PROBLEM DESCRIPTION –
Give the part of the listing that opens with the line containing "point: white wedding" and runs through the end of the listing as a JSON list of strings, one string per line, with blank lines omitted.

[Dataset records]
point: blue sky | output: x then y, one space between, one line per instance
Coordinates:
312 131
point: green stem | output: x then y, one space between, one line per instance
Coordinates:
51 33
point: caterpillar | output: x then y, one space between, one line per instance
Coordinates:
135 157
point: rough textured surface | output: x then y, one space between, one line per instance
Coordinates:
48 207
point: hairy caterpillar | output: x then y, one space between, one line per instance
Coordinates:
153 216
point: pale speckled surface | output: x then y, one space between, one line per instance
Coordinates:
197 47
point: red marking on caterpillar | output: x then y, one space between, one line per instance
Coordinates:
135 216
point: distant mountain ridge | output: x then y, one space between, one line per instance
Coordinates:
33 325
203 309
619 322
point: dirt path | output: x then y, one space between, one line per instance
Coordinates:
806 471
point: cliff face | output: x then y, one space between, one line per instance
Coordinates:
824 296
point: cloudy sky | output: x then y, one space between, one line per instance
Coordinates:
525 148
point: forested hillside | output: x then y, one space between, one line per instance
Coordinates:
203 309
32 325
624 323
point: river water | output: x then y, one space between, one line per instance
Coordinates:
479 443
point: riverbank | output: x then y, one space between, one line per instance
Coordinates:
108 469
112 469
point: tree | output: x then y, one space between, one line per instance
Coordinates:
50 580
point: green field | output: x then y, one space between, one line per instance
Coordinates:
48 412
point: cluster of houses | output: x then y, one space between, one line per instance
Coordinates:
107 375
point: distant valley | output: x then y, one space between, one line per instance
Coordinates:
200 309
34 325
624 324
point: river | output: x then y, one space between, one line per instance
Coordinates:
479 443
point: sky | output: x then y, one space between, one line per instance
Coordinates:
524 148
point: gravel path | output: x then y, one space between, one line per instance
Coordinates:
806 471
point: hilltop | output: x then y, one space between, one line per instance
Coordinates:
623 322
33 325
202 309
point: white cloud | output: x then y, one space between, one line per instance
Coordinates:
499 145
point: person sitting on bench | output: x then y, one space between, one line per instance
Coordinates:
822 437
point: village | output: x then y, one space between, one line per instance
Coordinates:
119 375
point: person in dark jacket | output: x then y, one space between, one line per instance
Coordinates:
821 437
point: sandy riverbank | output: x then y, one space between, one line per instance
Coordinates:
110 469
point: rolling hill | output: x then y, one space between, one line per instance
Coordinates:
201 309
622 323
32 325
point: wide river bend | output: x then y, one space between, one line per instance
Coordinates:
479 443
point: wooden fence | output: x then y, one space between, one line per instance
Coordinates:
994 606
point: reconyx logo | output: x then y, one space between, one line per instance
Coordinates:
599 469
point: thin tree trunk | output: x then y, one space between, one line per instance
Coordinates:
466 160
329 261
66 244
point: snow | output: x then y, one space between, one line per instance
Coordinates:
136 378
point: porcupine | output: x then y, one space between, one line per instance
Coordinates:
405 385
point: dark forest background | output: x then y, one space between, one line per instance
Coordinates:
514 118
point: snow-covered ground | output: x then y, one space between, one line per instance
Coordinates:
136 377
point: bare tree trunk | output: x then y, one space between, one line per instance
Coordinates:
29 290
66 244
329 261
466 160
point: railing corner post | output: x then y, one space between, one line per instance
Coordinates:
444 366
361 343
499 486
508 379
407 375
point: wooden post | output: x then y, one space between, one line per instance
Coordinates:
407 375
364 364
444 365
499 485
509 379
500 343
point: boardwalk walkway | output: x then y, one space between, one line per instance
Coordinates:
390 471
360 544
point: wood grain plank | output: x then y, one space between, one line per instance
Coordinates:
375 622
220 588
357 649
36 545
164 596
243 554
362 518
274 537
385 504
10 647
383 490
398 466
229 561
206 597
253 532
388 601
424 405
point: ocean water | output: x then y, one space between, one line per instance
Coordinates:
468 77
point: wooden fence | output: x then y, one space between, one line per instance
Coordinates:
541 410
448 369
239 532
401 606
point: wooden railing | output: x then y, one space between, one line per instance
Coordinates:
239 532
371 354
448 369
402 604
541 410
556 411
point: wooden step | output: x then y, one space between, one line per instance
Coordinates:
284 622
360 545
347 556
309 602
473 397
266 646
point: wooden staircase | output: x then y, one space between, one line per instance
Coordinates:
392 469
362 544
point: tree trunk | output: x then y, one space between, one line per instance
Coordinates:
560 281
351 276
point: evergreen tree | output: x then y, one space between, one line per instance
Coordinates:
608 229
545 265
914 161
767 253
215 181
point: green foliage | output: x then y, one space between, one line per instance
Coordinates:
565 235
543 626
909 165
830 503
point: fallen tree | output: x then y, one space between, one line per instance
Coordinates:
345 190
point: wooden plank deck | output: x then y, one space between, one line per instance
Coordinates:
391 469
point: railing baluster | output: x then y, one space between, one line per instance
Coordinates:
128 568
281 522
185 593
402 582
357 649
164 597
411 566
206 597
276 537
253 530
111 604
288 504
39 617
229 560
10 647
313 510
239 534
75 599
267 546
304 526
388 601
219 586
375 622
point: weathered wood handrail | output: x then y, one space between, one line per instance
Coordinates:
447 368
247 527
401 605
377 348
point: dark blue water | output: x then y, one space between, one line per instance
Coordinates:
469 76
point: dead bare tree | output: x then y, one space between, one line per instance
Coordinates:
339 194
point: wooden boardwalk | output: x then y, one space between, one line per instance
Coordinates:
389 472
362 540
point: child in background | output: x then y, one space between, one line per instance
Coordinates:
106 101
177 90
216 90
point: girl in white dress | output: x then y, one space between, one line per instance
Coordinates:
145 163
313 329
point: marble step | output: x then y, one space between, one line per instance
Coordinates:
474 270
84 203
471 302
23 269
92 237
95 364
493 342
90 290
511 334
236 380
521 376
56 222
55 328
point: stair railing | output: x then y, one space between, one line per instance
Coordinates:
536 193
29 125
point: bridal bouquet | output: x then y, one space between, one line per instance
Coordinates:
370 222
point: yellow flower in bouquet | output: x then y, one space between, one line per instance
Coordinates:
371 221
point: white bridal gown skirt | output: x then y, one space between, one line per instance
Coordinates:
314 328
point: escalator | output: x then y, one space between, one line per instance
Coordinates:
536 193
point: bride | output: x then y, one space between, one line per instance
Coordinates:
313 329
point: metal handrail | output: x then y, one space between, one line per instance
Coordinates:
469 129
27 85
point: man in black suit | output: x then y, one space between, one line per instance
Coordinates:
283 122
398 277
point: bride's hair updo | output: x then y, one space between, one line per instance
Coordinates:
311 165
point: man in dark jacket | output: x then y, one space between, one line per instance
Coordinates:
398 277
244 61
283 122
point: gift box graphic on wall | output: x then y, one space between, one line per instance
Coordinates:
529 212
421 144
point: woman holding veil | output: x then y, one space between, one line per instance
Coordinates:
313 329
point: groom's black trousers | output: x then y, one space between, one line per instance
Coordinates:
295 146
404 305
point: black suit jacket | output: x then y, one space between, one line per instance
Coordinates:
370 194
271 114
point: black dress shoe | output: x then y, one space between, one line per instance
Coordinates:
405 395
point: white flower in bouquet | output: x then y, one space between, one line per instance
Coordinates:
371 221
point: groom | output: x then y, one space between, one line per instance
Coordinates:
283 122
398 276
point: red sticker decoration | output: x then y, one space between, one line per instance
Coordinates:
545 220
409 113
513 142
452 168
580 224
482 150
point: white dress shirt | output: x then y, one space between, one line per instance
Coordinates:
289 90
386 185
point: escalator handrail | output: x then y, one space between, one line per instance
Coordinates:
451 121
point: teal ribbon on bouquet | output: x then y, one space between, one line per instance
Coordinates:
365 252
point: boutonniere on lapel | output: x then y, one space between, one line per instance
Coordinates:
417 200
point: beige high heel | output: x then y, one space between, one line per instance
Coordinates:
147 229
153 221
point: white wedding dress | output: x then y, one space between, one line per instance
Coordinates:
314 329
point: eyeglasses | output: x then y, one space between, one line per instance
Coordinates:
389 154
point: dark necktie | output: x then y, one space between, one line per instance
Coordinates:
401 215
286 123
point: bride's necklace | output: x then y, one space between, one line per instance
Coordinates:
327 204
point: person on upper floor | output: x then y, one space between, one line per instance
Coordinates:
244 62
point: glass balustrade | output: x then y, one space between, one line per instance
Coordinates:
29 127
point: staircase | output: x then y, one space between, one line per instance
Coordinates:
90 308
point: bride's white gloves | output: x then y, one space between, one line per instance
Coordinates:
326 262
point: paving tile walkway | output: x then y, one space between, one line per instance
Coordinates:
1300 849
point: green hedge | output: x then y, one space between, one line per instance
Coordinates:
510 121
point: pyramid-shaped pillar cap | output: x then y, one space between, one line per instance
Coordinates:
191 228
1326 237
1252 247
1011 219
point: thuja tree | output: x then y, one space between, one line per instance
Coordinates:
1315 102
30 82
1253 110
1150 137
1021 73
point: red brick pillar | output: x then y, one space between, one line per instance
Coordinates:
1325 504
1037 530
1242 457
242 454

SOLUTION TO THIS TASK –
[
  "point: white wedding dress | output: x then y, one space between, one line per instance",
  "Coordinates:",
  "314 329",
  "point: eyeglasses | output: x then y, one space between, one line per instance",
  "Coordinates:",
  "389 154",
  "point: dark necktie | output: x then y, one space between, one line per instance",
  "Coordinates:",
  "401 215",
  "286 123",
  "point: bride's necklace | output: x then y, one space between, one line per instance",
  "Coordinates:",
  "327 204",
  "point: person on upper floor | output: x then y, one space between, one line per instance",
  "Coordinates:",
  "244 62",
  "point: glass balustrade | output: x then y, one space between, one line per instance",
  "Coordinates:",
  "29 127",
  "point: staircase | output: x then y, one space between, one line per instance",
  "Coordinates:",
  "90 308",
  "point: bride's white gloves | output: x then y, one space between, one line per instance",
  "Coordinates:",
  "326 262",
  "point: paving tile walkway | output: x then y, one space between, one line per instance",
  "Coordinates:",
  "1300 849",
  "point: green hedge | output: x then y, one space between, one line per instance",
  "Coordinates:",
  "510 121",
  "point: pyramid-shaped pillar cap | output: x then y, one space between, one line per instance",
  "Coordinates:",
  "191 228",
  "1326 237",
  "1252 247",
  "1011 219",
  "point: thuja tree | output: x then y, one space between, one line per instance",
  "Coordinates:",
  "1315 102",
  "30 82",
  "1253 110",
  "1150 137",
  "1021 73",
  "point: red brick pillar | output: x then y, one space between, one line per instance",
  "Coordinates:",
  "1325 504",
  "1037 530",
  "1242 457",
  "242 454"
]